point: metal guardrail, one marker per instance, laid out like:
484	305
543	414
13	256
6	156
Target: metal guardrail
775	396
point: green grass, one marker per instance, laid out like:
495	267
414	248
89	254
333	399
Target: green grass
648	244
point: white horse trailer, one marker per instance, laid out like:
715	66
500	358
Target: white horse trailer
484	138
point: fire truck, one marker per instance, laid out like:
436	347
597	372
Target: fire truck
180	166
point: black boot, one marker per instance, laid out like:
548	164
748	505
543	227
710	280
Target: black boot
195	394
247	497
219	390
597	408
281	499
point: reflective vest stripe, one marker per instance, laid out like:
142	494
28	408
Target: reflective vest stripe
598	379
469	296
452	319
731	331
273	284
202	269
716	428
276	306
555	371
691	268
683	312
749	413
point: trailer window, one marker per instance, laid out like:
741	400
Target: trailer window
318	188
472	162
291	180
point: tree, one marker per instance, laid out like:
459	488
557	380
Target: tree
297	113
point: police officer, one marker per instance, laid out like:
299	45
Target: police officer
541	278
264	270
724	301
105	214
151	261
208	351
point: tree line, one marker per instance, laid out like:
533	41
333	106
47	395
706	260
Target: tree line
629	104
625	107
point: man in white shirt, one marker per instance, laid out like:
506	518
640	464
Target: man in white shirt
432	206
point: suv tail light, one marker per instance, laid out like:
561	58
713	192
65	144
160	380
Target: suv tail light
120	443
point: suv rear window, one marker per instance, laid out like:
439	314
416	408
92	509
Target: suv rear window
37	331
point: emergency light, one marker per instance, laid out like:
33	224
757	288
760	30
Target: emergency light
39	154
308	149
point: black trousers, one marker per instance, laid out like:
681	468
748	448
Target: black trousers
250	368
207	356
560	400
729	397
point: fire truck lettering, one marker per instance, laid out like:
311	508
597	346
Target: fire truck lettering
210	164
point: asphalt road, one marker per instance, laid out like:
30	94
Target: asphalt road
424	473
########
_What you will do:_ Give back all of the entries above, unchanged in every word.

_Written answer:_
point: metal guardrail, one marker per instance, laid out like:
484	305
543	414
13	256
6	156
Target: metal guardrail
775	396
point: green grass, one marker per instance, laid out like:
495	267
414	248
89	254
333	399
Target: green grass
648	244
point: white horse trailer, one marker per instance, laid out like:
715	66
500	358
Target: white horse trailer
484	138
point: fire truck, one marker per instance, laid out like:
436	347
597	372
Target: fire truck
180	166
point: black boot, one marker per instance, laid out like:
548	164
748	505
543	227
710	280
Target: black boot
195	394
247	497
219	390
597	408
281	499
point: reflective vest stripe, one marker per instance, laid out like:
142	494
28	408
Target: reflective vest stripe
598	379
469	296
452	319
731	331
273	284
202	269
716	428
276	306
555	371
691	268
683	312
749	413
point: trailer window, one marker per instance, laid out like:
741	400
Target: trailer window
318	188
472	162
291	180
point: tree, one marker per instance, laid out like:
459	488
557	380
Target: tree
297	113
point: police officer, one marker per instance, laid out like:
299	45
Target: police officer
541	278
264	270
724	301
105	214
151	261
208	351
point: tree line, one marker per instance, laid out like:
533	41
333	106
47	395
706	260
Target: tree line
629	104
625	107
point: man in white shirt, one marker per instance, laid out like:
506	518
640	464
Target: man in white shirt
432	206
point: suv tail light, one marker per instance, laid out like:
561	58
713	192
65	144
160	380
Target: suv tail light
120	443
point: suv rear window, one marker per instance, laid out like:
439	314
416	408
92	509
Target: suv rear window
37	331
point: emergency light, one marker per instance, laid out like:
33	224
757	288
760	30
Target: emergency light
39	154
308	149
point: black trousers, one marker per instance, laid out like:
681	468
748	448
Target: black trousers
250	368
207	356
560	400
729	397
point: fire truck lettering, one marker per instance, laid out like:
311	508
597	346
Target: fire truck lettering
210	164
point: asphalt road, one marker per instance, laid out like:
30	94
Target: asphalt road
424	473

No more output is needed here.